- [ZU ERLEDIGENDE AUFGABEN]:
(1) Erläutere anhand des Textes über KI-generierte Websites in ein bis drei Sätzen, warum Content-Farmen massenhaft Artikel veröffentlichen.
(2) Wie können Newsbots laut dem Text über KI-generierte Websites außer zum Aussuchen und Weiterleiten von Nachrichten noch programmiert werden?
(3) Schreib den Text über KI-generierte Websites im Anschluss an seinen letzten Satz weiter.

- [BEREITGESTELLTER TEXT]:
+++++
Wie erkenne ich KI-generierte Websites?
10. Mai 2023Wer sich durchs Internet klickt, landet früher oder später auf sogenannten Content-Farmen - Internetseiten, die massenhaft Artikel veröffentlichen, um Klicks und dadurch Werbeeinnahmen zu erzielen. Immer häufiger sind darunter Websites, die alternativen Nachrichtenportalen oder privaten Informationsseiten ähneln, deren Artikel aber mittels Künstlicher Intelligenz (KI) erzeugt und per Newsbots auf die Seite gestellt wurden.
Was sind Newsbots und KI-generierte Nachrichenseiten?
Als Newsbots werden Programme oder Algorithmen bezeichnet, die nach bestimmten Kriterien Nachrichten aus dem Internet aussuchen und zum Beispiel an Soziale Netzwerke weiterleiten oder auf Online-Seiten publizieren. Sie können aber auch so programmiert werden, dass sie auf Basis aktueller Nachrichten KI-generierte Texte erzeugen, um Websites damit zu bestücken.
+++++
- [GESPEICHERTE DATEN]:
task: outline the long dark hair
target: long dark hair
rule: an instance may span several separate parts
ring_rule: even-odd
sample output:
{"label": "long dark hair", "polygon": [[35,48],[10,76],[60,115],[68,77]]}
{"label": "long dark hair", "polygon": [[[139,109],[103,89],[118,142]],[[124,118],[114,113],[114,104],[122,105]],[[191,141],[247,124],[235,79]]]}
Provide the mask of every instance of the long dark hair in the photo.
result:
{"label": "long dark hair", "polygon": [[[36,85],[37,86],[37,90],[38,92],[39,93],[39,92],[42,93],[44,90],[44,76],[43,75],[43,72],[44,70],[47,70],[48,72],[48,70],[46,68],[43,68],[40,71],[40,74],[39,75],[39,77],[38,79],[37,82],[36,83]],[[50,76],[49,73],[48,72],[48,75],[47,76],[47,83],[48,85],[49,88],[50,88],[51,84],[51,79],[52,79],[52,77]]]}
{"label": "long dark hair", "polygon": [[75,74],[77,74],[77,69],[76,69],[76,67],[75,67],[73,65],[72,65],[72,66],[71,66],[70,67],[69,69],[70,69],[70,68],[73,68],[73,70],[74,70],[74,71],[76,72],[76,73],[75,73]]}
+++++
- [GELÖSTE AUFGABEN]:
(1) Content-Farmen veröffentlichen massenhaft Artikel, weil sie damit Klicks erzielen wollen. Über diese Klicks kommen sie zu Werbeeinnahmen.

(2) Sie können so programmiert werden, dass sie auf Basis aktueller Nachrichten KI-generierte Texte erzeugen, um Websites damit zu bestücken.

(3)
Das New Yorker Medien-Rating-Unternehmen Newsguard hat in einer kürzlich veröffentlichten Studie 49 Conten-Farmen in sieben verschiedenen Sprachen (Chinesisch, Tschechisch, Englisch, Französisch, Portugiesisch, Tagalog und Thai) identifiziert, deren Inhalte offenbar "fast vollständig" von Large Language Models (LLMs) geschrieben wurden. Das sind KI-Systeme, die Texte produzieren können, die wie von Menschenhand geschrieben wirken. Die bekannteste öffentlich verfügbare LLM-Anwendung ist wohl ChatGPT von OpenAI.
Typische Merkmale von Nachrichten- und Informationsseiten, die KI-generierte Texte veröffentlichen, sind laut Newsguard große Mengen an Veröffentlichungen, fehlende Angaben zu Seitenbetreibern oder Urheberschaft der Artikel, sowie Unmengen von Werbung.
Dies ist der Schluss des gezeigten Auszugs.